- [GIVEN PROBLEM]: Output, please, every line from the line that holds "Locate every instance of the woman with long" to the end, exactly as written.

- [DATA FOR THIS TASK]:
====
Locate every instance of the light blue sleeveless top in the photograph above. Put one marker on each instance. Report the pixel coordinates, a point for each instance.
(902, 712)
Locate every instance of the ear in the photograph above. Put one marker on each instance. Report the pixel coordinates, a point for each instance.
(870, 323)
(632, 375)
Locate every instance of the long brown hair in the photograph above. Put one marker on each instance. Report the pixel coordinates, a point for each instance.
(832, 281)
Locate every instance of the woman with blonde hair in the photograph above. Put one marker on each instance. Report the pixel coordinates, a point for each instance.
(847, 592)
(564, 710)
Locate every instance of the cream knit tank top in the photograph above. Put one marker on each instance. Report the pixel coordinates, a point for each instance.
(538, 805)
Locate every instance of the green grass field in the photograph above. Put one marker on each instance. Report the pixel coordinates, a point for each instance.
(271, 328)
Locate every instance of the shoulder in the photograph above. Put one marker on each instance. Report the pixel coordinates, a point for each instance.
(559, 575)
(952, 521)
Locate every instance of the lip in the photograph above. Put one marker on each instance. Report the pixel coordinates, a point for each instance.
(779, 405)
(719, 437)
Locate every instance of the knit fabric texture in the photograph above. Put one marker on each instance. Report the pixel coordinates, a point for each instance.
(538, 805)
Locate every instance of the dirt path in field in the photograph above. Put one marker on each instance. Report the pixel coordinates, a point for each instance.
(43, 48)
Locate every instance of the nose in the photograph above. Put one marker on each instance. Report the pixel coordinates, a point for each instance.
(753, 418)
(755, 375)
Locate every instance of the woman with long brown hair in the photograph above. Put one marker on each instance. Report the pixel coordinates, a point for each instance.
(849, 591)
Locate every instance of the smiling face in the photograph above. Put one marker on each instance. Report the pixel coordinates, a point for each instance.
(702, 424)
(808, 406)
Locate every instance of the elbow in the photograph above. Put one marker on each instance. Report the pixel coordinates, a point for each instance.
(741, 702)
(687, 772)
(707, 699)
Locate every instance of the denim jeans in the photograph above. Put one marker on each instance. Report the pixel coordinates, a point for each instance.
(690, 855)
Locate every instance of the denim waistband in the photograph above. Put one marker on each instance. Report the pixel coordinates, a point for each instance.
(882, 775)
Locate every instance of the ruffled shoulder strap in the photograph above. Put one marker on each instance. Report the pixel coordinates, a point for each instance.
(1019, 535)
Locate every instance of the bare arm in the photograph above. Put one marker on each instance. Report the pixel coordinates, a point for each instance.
====
- [RESULT]:
Locate every instance of the woman with long brown hair in the photograph above. Put one marker on each instance. Report the pixel coordinates, a point for each instance.
(849, 591)
Locate every instance of the smiling face in the photograph above. Put one marker on each instance. Report the pixel coordinates, a point for each instance.
(702, 424)
(808, 406)
Locate every instance of the elbow in the photograph above. Put one marker on each instance. Report the pixel coordinates, a point for each instance.
(741, 702)
(687, 772)
(707, 699)
Locate every instance of the denim jeans in the photograph above. Put one marker on each instance. Report the pixel coordinates, a point for each instance.
(690, 855)
Locate every instance of the denim waistband in the photograph above. Put one marker on each instance. Report the pixel coordinates, a point for each instance.
(882, 775)
Locate every instance of the ruffled shoulder strap in the photograph above. Put one marker on each instance. Report the pixel coordinates, a point for each instance.
(1019, 535)
Locate every instance of the bare arm in the photograph above. Put one marker on each instance. Report the pixel coordinates, a point for each instance.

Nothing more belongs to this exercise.